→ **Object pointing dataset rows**
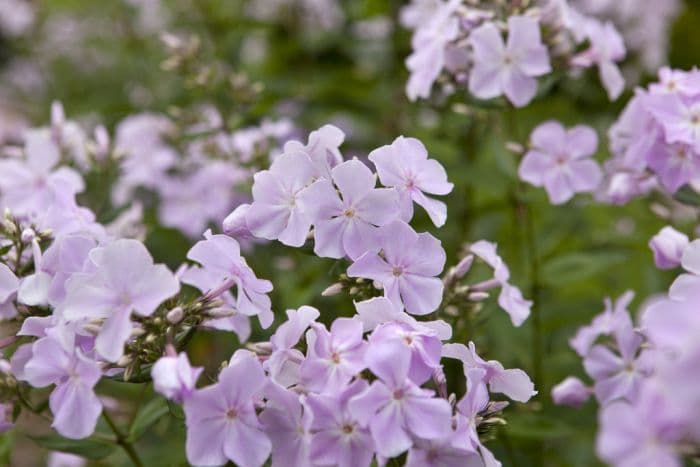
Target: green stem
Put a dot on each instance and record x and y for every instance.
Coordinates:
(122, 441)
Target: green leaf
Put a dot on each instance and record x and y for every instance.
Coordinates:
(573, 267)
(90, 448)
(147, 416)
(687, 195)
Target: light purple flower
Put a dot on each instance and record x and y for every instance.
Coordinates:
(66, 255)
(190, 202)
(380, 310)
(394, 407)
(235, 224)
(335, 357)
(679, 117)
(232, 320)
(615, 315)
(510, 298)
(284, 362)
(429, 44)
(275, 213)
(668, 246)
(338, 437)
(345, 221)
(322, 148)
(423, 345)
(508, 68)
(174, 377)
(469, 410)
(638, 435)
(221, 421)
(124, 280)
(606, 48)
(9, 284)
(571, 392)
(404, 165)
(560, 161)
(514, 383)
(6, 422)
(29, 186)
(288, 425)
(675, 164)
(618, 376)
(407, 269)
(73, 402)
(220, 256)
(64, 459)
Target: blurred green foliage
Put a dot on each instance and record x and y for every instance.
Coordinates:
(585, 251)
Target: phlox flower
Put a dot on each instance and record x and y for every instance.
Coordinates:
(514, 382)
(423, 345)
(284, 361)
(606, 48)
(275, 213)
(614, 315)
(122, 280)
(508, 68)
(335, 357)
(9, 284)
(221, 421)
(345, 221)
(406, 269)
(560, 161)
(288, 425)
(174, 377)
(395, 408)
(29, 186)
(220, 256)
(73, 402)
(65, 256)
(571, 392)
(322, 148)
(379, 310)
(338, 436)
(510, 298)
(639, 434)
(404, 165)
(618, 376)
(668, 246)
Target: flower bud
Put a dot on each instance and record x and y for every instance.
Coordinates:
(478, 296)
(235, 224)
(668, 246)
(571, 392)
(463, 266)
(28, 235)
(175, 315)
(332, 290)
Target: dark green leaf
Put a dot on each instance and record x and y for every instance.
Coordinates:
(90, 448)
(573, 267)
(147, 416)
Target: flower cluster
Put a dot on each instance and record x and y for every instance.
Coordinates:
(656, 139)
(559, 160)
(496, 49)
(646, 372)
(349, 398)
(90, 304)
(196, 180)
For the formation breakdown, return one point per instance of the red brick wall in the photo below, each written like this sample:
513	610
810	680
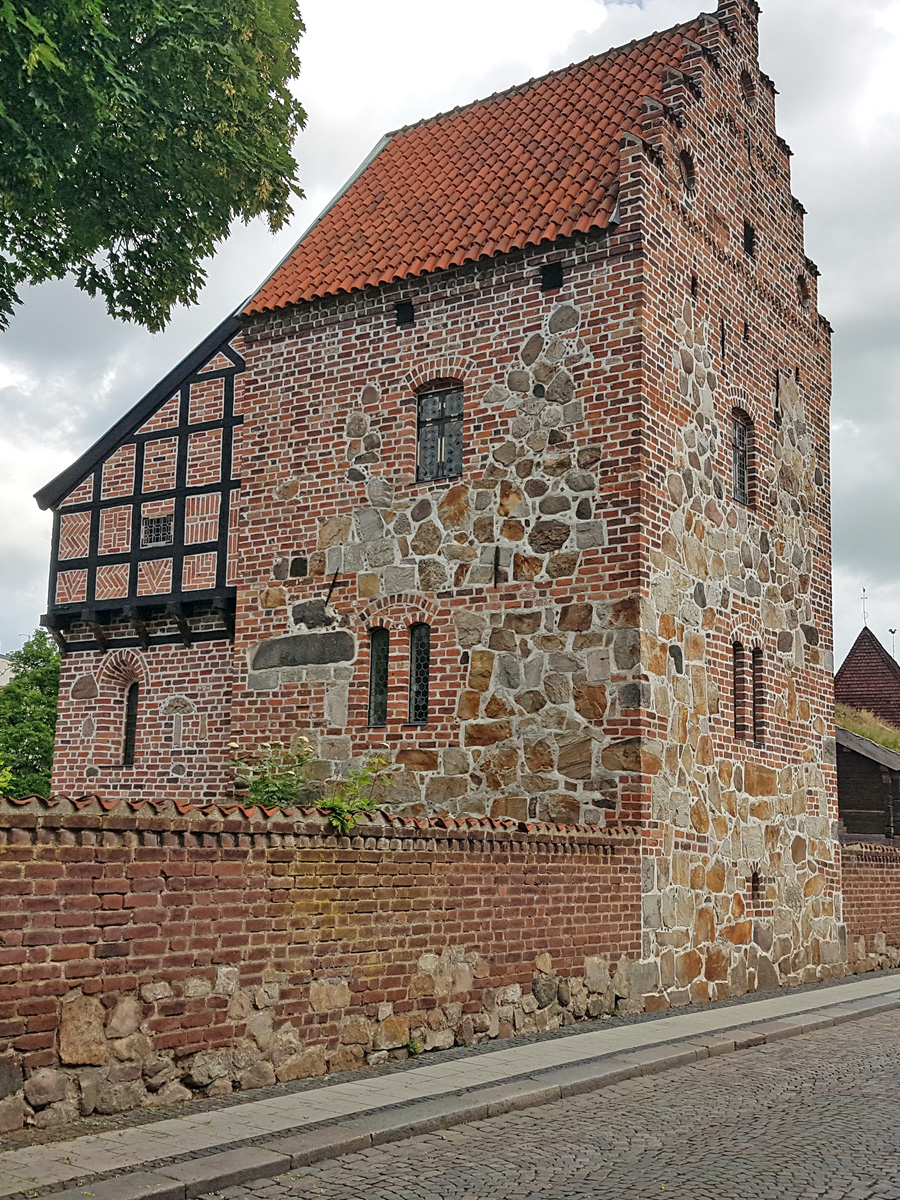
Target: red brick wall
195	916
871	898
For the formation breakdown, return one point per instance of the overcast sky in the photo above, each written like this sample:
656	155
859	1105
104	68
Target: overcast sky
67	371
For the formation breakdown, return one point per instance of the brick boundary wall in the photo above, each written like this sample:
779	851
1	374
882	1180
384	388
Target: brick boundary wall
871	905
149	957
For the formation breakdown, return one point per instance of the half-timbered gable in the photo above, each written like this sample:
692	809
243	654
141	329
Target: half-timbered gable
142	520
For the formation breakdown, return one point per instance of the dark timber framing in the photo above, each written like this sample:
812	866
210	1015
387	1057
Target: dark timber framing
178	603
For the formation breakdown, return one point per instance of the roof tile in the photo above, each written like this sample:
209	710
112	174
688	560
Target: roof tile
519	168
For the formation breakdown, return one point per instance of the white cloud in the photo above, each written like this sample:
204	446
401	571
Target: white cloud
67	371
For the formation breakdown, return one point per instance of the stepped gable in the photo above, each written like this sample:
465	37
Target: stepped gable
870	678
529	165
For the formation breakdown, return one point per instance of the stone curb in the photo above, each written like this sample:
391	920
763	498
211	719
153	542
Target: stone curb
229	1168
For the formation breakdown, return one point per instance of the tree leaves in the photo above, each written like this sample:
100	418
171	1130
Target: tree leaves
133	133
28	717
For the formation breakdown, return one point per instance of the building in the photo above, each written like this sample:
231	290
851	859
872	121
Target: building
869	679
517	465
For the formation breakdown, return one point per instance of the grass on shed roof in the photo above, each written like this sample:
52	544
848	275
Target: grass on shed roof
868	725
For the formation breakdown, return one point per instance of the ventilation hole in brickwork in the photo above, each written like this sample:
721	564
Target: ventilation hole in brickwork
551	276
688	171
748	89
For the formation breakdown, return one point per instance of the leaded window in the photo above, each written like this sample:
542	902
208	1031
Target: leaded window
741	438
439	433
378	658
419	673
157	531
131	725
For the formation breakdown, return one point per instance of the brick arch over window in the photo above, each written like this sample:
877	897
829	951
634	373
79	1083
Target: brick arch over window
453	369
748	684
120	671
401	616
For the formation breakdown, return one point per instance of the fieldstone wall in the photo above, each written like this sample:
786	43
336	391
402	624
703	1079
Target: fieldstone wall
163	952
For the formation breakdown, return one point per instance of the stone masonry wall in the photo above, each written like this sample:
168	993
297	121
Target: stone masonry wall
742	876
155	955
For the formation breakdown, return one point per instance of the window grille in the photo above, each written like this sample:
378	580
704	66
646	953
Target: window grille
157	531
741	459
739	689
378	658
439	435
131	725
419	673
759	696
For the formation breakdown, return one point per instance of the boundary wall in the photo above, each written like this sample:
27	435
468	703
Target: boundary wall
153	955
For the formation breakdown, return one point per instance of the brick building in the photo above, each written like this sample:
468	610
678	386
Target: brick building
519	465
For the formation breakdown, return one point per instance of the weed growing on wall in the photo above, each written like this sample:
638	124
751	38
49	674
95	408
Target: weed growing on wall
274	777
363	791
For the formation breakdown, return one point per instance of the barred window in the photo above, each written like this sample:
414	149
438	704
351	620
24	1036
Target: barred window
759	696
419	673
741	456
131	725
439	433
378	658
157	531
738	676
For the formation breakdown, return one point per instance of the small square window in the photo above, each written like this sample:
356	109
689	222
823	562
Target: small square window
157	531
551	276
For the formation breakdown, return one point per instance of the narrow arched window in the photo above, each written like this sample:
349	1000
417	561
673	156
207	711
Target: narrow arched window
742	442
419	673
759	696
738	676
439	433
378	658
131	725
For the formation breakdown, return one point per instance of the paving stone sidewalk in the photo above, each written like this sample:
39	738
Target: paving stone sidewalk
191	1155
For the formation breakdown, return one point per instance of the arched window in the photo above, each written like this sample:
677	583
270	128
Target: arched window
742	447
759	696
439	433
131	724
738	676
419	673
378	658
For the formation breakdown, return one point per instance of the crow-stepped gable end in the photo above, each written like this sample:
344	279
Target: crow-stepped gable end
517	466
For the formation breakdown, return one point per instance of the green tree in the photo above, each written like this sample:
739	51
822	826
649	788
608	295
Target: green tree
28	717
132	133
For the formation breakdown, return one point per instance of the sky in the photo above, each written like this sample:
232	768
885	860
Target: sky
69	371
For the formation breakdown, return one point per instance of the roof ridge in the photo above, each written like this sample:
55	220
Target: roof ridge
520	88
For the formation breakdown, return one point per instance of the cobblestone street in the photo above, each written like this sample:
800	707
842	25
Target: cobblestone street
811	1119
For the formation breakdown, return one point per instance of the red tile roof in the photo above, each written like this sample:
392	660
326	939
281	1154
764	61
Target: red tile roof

...

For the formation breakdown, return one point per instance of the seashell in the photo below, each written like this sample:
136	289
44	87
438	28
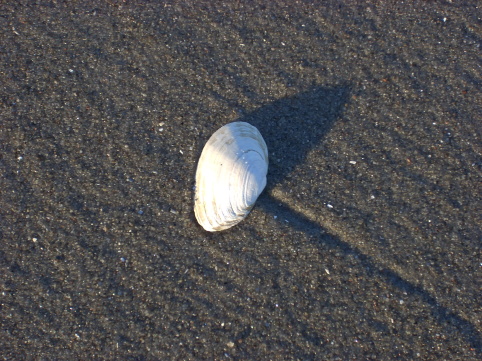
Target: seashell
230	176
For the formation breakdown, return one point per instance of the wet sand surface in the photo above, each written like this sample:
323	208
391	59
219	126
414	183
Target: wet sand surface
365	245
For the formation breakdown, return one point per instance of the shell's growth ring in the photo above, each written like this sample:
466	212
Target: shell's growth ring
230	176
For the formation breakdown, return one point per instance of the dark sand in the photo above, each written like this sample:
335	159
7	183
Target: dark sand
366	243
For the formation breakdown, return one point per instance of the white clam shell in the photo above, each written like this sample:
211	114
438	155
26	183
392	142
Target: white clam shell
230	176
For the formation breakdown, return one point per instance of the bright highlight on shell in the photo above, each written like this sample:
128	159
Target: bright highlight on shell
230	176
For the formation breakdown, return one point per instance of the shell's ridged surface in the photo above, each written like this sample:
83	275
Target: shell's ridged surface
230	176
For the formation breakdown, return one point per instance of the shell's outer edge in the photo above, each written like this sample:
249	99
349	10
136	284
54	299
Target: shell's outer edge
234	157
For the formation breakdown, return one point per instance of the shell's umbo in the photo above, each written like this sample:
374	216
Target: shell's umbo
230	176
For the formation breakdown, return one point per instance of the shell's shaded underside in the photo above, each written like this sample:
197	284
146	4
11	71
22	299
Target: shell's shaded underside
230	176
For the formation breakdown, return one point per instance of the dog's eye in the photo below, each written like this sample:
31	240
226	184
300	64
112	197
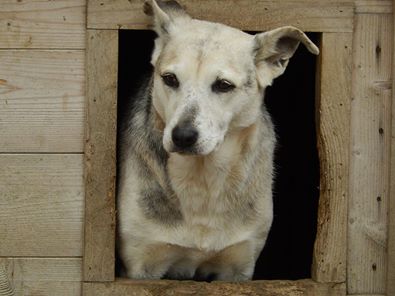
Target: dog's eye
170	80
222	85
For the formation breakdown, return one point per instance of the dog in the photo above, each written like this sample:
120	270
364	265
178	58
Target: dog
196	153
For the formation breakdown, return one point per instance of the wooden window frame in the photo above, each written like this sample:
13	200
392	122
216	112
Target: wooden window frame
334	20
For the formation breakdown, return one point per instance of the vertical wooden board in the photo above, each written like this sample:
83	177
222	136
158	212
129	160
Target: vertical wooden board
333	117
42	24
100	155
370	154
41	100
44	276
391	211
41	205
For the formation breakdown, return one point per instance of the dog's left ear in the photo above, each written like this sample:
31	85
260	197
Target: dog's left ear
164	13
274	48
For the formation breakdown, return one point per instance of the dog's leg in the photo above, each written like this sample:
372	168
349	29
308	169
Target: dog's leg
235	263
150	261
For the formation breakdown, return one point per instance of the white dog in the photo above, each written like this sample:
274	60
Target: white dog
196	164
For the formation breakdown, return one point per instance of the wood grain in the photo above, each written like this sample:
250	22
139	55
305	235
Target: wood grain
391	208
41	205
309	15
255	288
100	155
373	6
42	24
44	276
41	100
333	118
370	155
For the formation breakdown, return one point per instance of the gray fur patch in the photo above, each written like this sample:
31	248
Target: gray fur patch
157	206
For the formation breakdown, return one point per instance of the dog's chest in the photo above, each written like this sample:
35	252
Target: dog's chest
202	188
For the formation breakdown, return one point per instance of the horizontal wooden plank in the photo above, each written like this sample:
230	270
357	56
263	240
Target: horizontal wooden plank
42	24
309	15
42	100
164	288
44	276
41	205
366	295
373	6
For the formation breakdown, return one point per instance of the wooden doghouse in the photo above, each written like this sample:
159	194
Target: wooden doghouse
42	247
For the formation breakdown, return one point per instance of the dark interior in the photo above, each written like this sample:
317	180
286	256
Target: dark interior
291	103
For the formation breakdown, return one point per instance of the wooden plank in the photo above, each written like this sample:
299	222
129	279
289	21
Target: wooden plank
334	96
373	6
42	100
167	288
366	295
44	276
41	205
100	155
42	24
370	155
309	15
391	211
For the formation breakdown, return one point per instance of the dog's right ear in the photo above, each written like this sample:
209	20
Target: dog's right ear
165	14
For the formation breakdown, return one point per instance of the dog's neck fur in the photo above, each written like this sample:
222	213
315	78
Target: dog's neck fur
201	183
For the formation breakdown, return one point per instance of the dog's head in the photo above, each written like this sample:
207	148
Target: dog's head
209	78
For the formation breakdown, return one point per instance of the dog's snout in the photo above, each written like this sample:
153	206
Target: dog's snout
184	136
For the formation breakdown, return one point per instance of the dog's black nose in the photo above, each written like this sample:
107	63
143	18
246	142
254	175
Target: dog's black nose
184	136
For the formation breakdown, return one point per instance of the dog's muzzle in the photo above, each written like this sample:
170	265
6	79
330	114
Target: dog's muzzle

* * *

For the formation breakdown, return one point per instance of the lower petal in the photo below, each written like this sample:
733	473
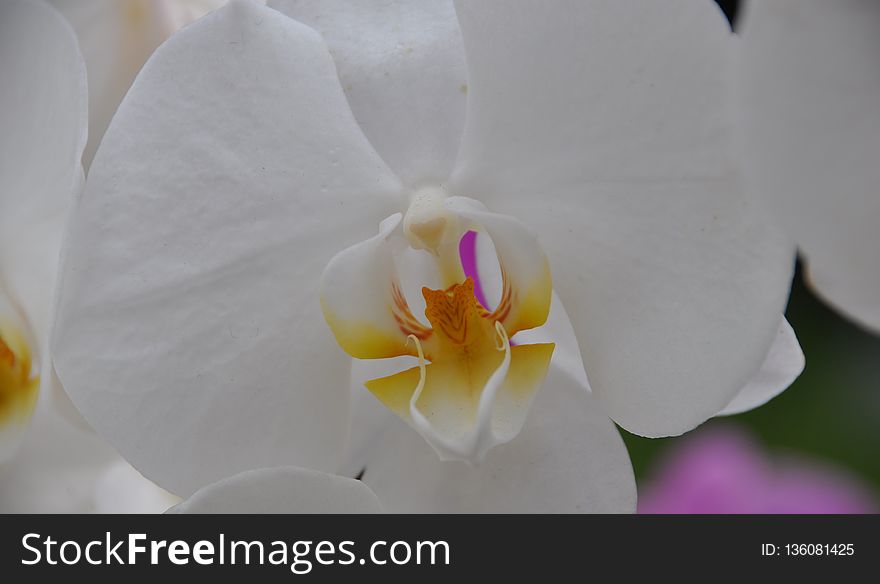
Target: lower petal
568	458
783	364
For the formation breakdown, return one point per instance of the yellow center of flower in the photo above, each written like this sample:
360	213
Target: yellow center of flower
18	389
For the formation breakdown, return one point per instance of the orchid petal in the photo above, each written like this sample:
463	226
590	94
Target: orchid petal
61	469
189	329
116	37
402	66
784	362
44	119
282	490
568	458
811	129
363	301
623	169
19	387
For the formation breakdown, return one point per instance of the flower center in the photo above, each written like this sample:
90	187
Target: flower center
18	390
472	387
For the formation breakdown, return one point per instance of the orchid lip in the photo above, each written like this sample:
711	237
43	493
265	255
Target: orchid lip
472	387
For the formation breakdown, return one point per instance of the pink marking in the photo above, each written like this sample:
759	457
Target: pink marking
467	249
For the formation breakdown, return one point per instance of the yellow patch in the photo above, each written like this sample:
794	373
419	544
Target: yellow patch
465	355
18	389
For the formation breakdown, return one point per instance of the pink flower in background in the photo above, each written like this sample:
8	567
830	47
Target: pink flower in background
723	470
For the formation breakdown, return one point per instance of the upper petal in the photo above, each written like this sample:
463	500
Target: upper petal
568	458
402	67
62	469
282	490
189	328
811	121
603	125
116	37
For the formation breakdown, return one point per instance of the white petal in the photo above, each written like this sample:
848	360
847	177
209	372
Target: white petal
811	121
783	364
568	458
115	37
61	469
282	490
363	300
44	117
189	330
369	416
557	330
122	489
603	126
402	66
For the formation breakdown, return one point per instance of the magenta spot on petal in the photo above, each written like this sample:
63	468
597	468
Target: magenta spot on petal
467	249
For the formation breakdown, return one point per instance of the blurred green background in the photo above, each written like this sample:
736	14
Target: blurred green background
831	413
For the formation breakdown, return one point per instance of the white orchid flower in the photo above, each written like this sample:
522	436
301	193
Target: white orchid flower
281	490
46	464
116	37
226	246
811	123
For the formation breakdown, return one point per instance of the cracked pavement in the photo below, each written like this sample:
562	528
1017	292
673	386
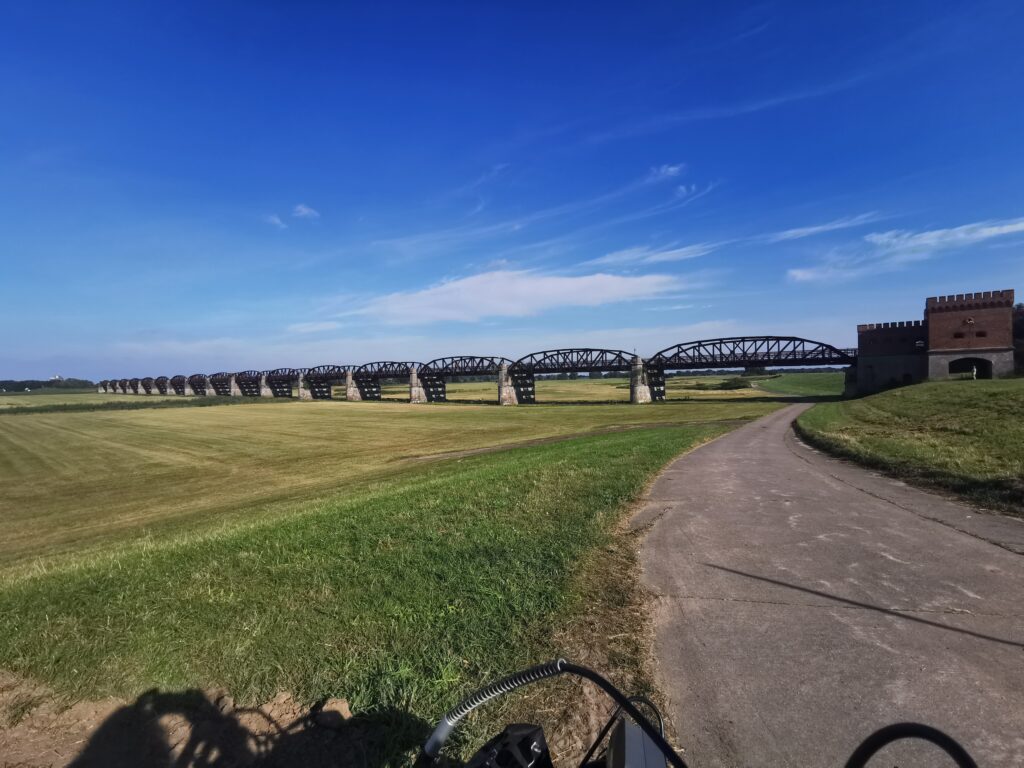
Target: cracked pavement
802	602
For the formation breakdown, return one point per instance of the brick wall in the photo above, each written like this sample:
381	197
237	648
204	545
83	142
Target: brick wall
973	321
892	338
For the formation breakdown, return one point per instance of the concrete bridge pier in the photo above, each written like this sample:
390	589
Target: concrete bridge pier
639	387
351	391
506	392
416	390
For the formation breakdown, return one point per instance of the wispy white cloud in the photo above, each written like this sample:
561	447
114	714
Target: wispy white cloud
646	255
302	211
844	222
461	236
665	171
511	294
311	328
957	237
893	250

→ **PROBLEM**
In the rows above, rewrite the part that opens with the line containing "the roof ridge" and closes with the line containing "Target: red tile roof", changing "formation breakdown" to "scene inventory" and leaving everything else as it is.

→ **EXPECTED OUTPUT**
For the scene inventory, return one point per instance of the roof ridge in the photo above, each written like this sample:
55	220
Target: roof ridge
520	88
For the scene inventory, return one point per instance of the cobblestone street in the photo above, each written like this sample:
800	707
842	25
Target: cobblestone street
811	1119
For the scene inventory, return one point per instance of the red tile roof in the photo above, each written like this sample:
392	660
326	939
281	1154
764	61
Target: red tile roof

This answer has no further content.